Exercise objective. Transcribe every record in full, keeping it exactly the same.

Stored data entries
--*--

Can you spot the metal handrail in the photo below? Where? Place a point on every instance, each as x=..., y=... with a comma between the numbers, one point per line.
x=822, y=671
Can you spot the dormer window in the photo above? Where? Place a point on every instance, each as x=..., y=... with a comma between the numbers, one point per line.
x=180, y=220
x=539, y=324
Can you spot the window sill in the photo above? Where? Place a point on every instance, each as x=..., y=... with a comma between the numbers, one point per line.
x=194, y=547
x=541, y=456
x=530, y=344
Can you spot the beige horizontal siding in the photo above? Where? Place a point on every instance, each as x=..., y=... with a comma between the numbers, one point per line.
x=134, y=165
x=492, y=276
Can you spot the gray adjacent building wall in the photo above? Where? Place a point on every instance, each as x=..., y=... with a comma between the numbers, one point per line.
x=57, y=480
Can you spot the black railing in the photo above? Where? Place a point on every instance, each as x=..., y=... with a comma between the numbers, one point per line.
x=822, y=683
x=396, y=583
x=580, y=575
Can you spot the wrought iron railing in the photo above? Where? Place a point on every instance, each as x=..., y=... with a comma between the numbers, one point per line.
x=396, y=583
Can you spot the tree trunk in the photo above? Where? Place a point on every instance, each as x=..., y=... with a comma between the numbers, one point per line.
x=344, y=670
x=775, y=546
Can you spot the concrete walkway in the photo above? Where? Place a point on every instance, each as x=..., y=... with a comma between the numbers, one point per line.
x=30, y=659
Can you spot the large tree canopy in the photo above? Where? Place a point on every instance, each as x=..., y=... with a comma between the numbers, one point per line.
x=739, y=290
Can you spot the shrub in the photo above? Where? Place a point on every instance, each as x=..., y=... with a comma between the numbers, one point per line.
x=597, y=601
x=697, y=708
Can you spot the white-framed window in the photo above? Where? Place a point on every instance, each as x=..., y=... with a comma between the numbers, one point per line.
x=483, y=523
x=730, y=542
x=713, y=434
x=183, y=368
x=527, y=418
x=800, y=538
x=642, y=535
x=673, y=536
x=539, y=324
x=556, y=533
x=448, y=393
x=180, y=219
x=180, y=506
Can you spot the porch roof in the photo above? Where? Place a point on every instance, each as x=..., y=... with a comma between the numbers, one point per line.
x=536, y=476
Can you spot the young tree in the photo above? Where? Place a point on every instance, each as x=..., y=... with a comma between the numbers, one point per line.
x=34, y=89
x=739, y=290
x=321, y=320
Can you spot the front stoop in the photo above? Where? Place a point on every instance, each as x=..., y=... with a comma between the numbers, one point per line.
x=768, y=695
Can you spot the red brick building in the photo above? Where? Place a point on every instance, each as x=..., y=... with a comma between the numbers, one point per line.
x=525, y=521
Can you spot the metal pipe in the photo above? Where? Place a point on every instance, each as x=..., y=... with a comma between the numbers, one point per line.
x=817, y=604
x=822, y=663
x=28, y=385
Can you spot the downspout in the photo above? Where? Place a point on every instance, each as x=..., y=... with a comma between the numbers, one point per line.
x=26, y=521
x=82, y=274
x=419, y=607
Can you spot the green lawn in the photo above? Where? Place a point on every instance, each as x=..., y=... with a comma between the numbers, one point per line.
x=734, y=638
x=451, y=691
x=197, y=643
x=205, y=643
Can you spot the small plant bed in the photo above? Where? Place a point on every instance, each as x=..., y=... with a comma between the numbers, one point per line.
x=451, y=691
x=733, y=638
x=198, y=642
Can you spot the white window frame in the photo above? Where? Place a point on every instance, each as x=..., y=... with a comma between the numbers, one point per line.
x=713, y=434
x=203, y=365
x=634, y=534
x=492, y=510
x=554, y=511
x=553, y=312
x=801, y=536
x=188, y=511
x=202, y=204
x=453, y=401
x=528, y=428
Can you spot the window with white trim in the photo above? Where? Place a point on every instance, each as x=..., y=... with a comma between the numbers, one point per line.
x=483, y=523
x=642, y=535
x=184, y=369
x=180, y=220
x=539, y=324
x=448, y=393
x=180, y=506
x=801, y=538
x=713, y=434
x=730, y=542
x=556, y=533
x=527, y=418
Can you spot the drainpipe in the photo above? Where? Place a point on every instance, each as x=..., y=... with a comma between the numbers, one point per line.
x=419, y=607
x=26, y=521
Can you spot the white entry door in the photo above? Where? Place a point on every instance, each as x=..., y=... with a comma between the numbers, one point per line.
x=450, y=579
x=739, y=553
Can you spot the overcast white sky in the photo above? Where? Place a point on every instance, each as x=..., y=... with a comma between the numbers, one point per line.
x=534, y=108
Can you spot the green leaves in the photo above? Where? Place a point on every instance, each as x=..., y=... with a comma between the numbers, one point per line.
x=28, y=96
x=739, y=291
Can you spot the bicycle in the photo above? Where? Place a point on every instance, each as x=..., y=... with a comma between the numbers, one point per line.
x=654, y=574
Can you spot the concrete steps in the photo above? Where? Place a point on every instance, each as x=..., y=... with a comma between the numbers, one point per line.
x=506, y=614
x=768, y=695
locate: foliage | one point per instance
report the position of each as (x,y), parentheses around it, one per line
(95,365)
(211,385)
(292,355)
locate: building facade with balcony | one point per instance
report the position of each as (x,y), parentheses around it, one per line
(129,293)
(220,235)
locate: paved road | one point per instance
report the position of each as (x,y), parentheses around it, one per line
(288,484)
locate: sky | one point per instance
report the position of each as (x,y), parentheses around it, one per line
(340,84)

--*--

Response.
Can you spot the metal handrail in the photo below? Where? Place a point on every instance, each as x=..., y=... with a comma between the numbers, one point per line.
x=822, y=671
Can you spot the dormer window in the photo above? Where? Place a point on every instance, each as x=..., y=... with a comma between the numbers, one point per line.
x=180, y=220
x=539, y=324
Can you spot the window sill in the photo above? Where? Place a point on every instance, each as x=..., y=... with a comma between the numbers, one point per line.
x=194, y=547
x=541, y=456
x=530, y=344
Can you spot the beige horizontal siding in the photo above? Where? Place a point on every instance, each as x=..., y=... with a comma between the numbers, one point per line.
x=134, y=165
x=492, y=276
Can you spot the gray adjacent building wall in the photo above? Where? Place a point on every instance, each as x=..., y=... with a comma between the numbers, one point per line.
x=57, y=480
Can you spot the black railing in the photo above? Where? Place a point on every instance, each as x=..., y=... with a comma between the numbers, one point per line.
x=822, y=683
x=396, y=583
x=580, y=575
Can you spot the wrought iron railing in the photo above? Where? Place a point on every instance, each as x=..., y=... with a comma between the numbers, one point per line.
x=396, y=583
Can you spot the tree trunk in the photo above? Where? Place a point on every instance, each as x=..., y=... with a comma between the numbers, one point per line.
x=344, y=670
x=775, y=546
Can you spot the concrete walkway in the photo above? Where? Place a point on every instance, each as x=..., y=... with a comma between the numbers, one point per line.
x=30, y=659
Can you spot the large tree canopy in the photo above? Where? Place a point on every instance, each as x=..., y=... with a comma between the numbers, one point per line.
x=739, y=290
Can you spot the shrub in the photo above? Where? Place a point on every instance, each as x=..., y=... with a comma between the numbers, one point per line.
x=597, y=601
x=697, y=708
Can you spot the white-framed window in the photo above? Where? Place a point on every instance, each as x=..., y=... with a comma between the numbers, one point per line.
x=483, y=523
x=730, y=542
x=713, y=434
x=183, y=368
x=527, y=418
x=800, y=538
x=642, y=535
x=673, y=536
x=539, y=324
x=556, y=533
x=448, y=393
x=180, y=219
x=180, y=506
Can you spot the porch roof in the photo above? Where? Place a point on every instance, each as x=..., y=... with a comma between the numbers, one point per line.
x=536, y=476
Can you spot the young tree in the photo above? Where? Place a point on every instance, each as x=..., y=... with a comma between the numbers, one point per line.
x=34, y=89
x=739, y=290
x=321, y=320
Can you spot the front stoop in the photo above? Where? Place a point on every instance, each as x=..., y=... with a comma between the numbers, one point per line.
x=768, y=695
Can you spot the red brick building in the photo above? Where? Place a point on every instance, each as x=..., y=... with a comma between the numbers, one point per line.
x=525, y=521
Can you spot the metal pipe in the photo above? Where? Place a point on every instance, each as x=..., y=... with a comma between the numbers, one point per line.
x=817, y=604
x=822, y=663
x=28, y=385
Can you spot the downspout in the photo above? Where? Place a point on every instance, each as x=..., y=... with a comma between the numbers, one point per line.
x=26, y=521
x=82, y=274
x=419, y=607
Can you spot the green lawn in the photo above? Where? Place a point on every instance, each as x=..., y=... with a comma between the numbers, one point per line.
x=734, y=638
x=451, y=691
x=197, y=643
x=205, y=643
Can you spot the small plant bed in the photo above? Where? Place a point on every instance, each as x=..., y=... with a comma between the numbers, one point per line.
x=451, y=691
x=733, y=638
x=198, y=642
Can you spot the white window frame in the photo above? Where? Place a point on every instance, each as x=..., y=... with a comma between the numbers, one point per line.
x=713, y=434
x=203, y=365
x=634, y=534
x=492, y=510
x=554, y=511
x=553, y=312
x=801, y=536
x=188, y=511
x=202, y=204
x=453, y=401
x=528, y=428
Can you spot the window with white trim in the photo above? Where? Place a point on every instance, each as x=..., y=... with a comma between the numbers, one point per line.
x=483, y=523
x=642, y=535
x=184, y=369
x=180, y=220
x=539, y=324
x=448, y=393
x=180, y=506
x=801, y=538
x=713, y=434
x=730, y=542
x=556, y=533
x=527, y=418
Can you spot the drainpipe in the photo above? Where? Place a point on every instance, each as x=..., y=... with a comma between the numbers, one point per line.
x=419, y=607
x=26, y=521
Can you spot the white entry door in the photo above? Where? Place a point on every instance, each as x=..., y=... with a comma between the numbers, one point per line.
x=450, y=579
x=739, y=553
Can you spot the overcast white sky in the photo above? Where? Place a point on every instance, each as x=..., y=... with a comma between the numbers, one point per line.
x=534, y=108
Can you spot the green leaves in the photo above? Where? Place a point on every instance, each as x=..., y=... with a comma between the numbers, one point per line.
x=28, y=96
x=739, y=291
Can you spot the bicycle in the photo above? Where? Place a point on every instance, each as x=..., y=... with a comma between the numbers, one point per line.
x=654, y=574
Can you spot the concrete steps in the photo above? Where? Place a point on every instance, each as x=..., y=... with a comma between the numbers, one point per line.
x=506, y=614
x=768, y=695
locate: foliage | one point per instance
report the position of each as (x,y), parentheses around it, one per line
(95,365)
(211,385)
(292,355)
locate: building facade with balcony | one point per instance
report the position of each as (x,y), parentheses around it, one per line
(129,293)
(220,235)
locate: paved road | one point per instance
report the position of each as (x,y), parentheses around it, one per line
(288,484)
locate: sky | one point per instance
report the position of each as (x,y), parentheses around it, one per line
(340,84)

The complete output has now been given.